• Data to use:
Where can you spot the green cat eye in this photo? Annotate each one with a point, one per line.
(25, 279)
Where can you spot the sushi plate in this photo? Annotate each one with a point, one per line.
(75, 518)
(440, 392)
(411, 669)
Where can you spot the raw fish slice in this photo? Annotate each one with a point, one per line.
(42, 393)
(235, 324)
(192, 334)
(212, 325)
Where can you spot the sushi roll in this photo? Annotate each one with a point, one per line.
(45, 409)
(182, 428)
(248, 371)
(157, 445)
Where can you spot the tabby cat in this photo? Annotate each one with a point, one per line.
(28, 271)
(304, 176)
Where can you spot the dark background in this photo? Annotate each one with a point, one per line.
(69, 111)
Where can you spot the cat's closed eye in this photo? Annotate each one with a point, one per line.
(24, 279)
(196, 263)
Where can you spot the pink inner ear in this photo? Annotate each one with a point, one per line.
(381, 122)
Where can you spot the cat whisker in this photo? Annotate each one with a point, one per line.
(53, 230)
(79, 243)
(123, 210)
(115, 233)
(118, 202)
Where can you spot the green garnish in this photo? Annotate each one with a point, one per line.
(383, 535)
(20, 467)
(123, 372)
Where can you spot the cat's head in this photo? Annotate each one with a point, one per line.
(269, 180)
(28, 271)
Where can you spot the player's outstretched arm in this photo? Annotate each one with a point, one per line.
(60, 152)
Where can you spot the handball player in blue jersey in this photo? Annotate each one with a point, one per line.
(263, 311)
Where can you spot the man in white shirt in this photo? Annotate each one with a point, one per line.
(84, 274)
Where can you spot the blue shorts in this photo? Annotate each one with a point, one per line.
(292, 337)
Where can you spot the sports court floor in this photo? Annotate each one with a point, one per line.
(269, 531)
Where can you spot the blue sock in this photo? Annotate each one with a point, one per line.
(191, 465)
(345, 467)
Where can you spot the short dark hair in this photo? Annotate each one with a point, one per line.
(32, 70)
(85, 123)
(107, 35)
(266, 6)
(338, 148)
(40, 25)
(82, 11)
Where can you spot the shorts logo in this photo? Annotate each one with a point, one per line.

• Problem statement:
From the data above, output every line exactly.

• Solution:
Where can you spot the green cat eye in this photo? Annotate each one with a point, one per line.
(25, 279)
Where can you spot the sushi plate in this photo? Annotate each one with a point, one per line.
(75, 518)
(440, 392)
(411, 669)
Where can you spot the raw fish slice in this photo? Annotate each one with a point, one per line.
(42, 393)
(235, 324)
(192, 334)
(212, 325)
Where can you spot the sushi roll in this photo? Annotate each one with a point, one per line.
(45, 409)
(182, 428)
(248, 371)
(157, 445)
Where can you spot the tabby cat in this photo? Annotate each one with a point, one per line.
(28, 271)
(304, 176)
Where can you spot the dark background in this photo? Annotate each one with a point, one per line.
(69, 111)
Where can you spot the cat's closed eye in this photo? Annotate each one with a point, one per line.
(24, 279)
(196, 263)
Where can you spot the pink inner ear in this photo? Annotate each one with a point, one per line.
(381, 122)
Where can you spot the cat whisker in this photo? Annotate each one with a point, one per line.
(53, 230)
(79, 243)
(123, 210)
(115, 233)
(118, 202)
Where can you spot the green garnish in this photo? Annotate each one with a point, one per line.
(383, 535)
(20, 467)
(123, 372)
Where can you spot the cat's head in this photo? Annotate each one with a point, one per line.
(269, 180)
(28, 271)
Where can you spot the player's outstretched arm in this photo? Annotate each one with a point, one per line.
(60, 152)
Where can you spot the handball player in blue jersey in this photo? Annotate each one with a point, one per line.
(263, 311)
Where can you spot the man in white shirt in this photo? Annotate each one with a point, one per line.
(84, 274)
Where can you spot the blue shorts in this photo? Annotate each one with a point, one per line.
(292, 337)
Where can you spot the sports court floor in this photo? Annotate each one with a point, one per line.
(269, 531)
Where can you spot the blue sock in this photo? Annotate each one with a point, one per line.
(191, 465)
(345, 467)
Where can you spot the short dark hair in this photo? Annotate each one with a point, one per line.
(32, 70)
(85, 123)
(107, 35)
(266, 6)
(338, 148)
(40, 25)
(82, 11)
Where can you spot the shorts logo in this photo? Annotate each one with a point, one per line.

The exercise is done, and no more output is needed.